» Task to carry out:
Please identify every line in the entries below that contains the word "white", and copy each of those lines.

Dataset entries on object locations
------------------------------------------------
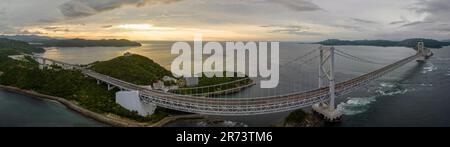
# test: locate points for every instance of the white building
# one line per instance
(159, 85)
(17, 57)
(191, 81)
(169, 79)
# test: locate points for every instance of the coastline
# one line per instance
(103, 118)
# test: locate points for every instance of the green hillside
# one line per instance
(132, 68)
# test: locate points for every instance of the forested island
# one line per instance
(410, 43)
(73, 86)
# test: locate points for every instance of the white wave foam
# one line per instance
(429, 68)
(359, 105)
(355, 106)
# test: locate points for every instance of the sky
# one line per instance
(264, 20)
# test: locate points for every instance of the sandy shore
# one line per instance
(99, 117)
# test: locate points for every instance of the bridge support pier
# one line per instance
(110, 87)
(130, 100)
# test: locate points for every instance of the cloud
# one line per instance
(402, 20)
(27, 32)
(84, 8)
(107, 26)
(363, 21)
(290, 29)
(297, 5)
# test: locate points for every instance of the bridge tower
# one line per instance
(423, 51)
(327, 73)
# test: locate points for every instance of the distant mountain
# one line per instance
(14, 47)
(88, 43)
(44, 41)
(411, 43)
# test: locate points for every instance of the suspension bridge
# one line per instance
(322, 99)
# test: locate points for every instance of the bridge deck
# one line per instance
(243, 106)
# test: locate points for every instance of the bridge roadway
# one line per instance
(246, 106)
------------------------------------------------
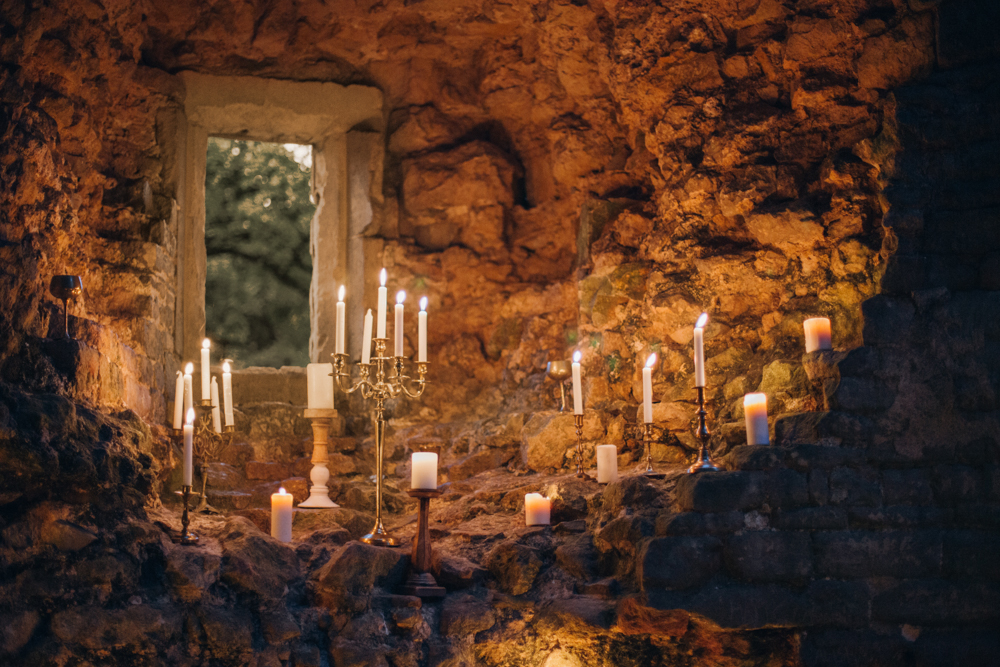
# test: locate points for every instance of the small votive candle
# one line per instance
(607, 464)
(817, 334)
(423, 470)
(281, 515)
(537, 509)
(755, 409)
------------------------------------------------
» Task response:
# test: locate points for every instance of the white building
# test: locate points for every instance of the white wave foam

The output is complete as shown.